ASSIGNMENT ▸ Would you please return the data below verbatim, without its pictures?

GIVEN DATA ▸

──────────

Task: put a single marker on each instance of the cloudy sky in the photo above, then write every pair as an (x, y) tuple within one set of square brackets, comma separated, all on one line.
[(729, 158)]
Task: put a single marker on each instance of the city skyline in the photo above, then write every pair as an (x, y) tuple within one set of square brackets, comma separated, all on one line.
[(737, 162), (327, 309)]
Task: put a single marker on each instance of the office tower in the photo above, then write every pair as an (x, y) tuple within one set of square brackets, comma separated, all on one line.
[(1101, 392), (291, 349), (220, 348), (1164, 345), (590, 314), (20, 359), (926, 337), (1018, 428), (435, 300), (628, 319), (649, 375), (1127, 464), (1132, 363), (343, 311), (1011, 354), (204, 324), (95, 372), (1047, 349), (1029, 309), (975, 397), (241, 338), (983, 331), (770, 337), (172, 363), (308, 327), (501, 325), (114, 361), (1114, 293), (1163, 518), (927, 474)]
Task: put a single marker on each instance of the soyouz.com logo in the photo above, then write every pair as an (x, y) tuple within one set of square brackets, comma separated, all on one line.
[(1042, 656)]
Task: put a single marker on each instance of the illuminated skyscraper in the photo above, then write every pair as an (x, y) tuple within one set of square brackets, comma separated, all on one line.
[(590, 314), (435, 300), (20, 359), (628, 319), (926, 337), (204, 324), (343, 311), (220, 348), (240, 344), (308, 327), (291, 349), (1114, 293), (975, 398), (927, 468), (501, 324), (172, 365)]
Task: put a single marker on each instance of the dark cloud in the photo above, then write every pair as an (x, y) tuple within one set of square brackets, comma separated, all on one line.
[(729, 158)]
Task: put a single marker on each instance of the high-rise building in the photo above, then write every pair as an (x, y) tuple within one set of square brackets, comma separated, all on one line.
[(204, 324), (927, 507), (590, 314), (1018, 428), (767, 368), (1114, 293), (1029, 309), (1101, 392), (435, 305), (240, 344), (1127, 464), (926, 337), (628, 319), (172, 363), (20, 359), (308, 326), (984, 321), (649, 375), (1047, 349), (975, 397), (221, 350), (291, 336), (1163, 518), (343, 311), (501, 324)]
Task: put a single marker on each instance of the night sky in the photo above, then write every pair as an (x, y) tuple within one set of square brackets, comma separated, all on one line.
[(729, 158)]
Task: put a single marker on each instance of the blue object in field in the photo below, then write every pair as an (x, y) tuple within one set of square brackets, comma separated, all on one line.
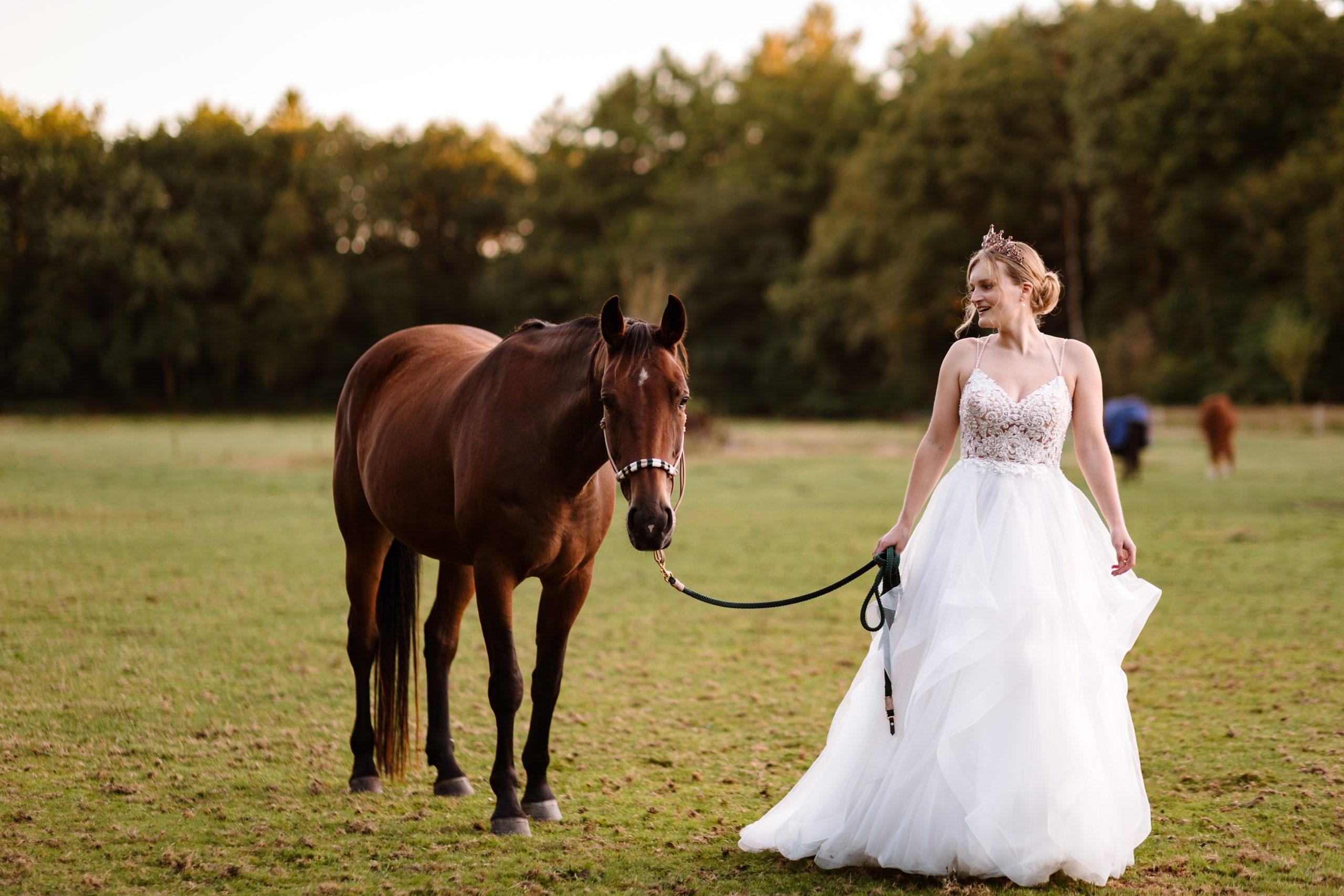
[(1120, 413)]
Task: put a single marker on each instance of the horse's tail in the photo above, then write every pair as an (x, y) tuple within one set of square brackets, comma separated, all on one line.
[(398, 659)]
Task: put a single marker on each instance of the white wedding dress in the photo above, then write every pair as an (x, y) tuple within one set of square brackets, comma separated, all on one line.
[(1014, 753)]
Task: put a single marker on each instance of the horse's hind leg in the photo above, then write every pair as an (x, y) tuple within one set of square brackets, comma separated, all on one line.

──────────

OUTPUT OF THE EXERCISE ▸
Task: put a single marker on each instance of the cloudy sky in the photo above, then write every pair as an (x, y) tuple within one set of square brackets, comma separated, all on one line.
[(729, 158)]
Task: put a single marker on each instance of the city skyline in the photo above, then write every pair as an (x, y) tuple within one set of square brackets, comma separated, all on one line.
[(737, 162), (327, 309)]
Task: put a single marker on each instance of the office tower in the photo above, then write every pair as an (x, y) tuple within one set of square brackets, comma separated, all on one line.
[(1101, 392), (291, 349), (220, 348), (1164, 345), (590, 314), (20, 359), (926, 337), (1018, 428), (435, 300), (628, 319), (649, 375), (1127, 464), (1132, 363), (343, 311), (1011, 354), (204, 324), (95, 372), (1047, 349), (1029, 309), (975, 397), (241, 338), (983, 331), (770, 337), (172, 363), (308, 327), (501, 325), (114, 361), (1114, 293), (1163, 518), (927, 474)]
Task: put a single marker on each instance of the soyouz.com logo in the photo above, then write every pair as an (x, y) tuple within one set of square brackets, comma separated, all on one line.
[(1042, 656)]
Task: put a single marker on each instance of the illuminated skyscraper in the photo above, then write every pair as an (x, y) tuple within one set of square brackets, comma separated, all on one line.
[(590, 314), (435, 300), (20, 359), (628, 319), (926, 337), (204, 324), (343, 311), (220, 348), (240, 344), (308, 327), (291, 349), (1114, 293), (975, 398), (927, 468), (501, 324), (172, 365)]
Task: put a single marker on each instance of the dark cloud in the photo above, then write every pair as an (x, y) tuple within one set of square brackets, comma separated, all on one line.
[(729, 158)]
Task: put a single marker on each instance of the high-rise building in the photo above, then write every pair as an (x, y) tuple within one set of square brackets, comma separated, all on one line.
[(204, 324), (927, 507), (590, 314), (1018, 428), (767, 368), (1114, 293), (1029, 309), (1101, 392), (435, 305), (240, 344), (1127, 464), (926, 337), (628, 319), (172, 363), (20, 359), (308, 326), (984, 321), (649, 375), (1047, 349), (975, 397), (221, 350), (291, 336), (1163, 518), (343, 311), (501, 324)]
Task: put a single marker on each instance of the night sky in the photo above, then write every pair as an (x, y) tuple within one set of square brackets, comma separated, all on one line.
[(729, 158)]
Task: put a single marker on each instance of the blue object in field in the photo below, then write every pair as an (x, y) tuple within one set of square brackets, comma separated, all on one line.
[(1120, 413)]
Task: put a single marker on each instance of the horse's tail in the photo above, then write every pair as an (x, y) tuple within one set of square brackets, comma separated, all on one line.
[(398, 659)]
Task: put a single marker on each instance of the white wedding dress in the photo above, then write every pair as an (x, y) tuple within one set of square brackets, comma separated, all on one line.
[(1014, 753)]
Task: put a single marker on each instance of the horse's hind leg in the photo above, then write every pair as an (x, y) tuple within one set of square brackets, comma separated, all on one line.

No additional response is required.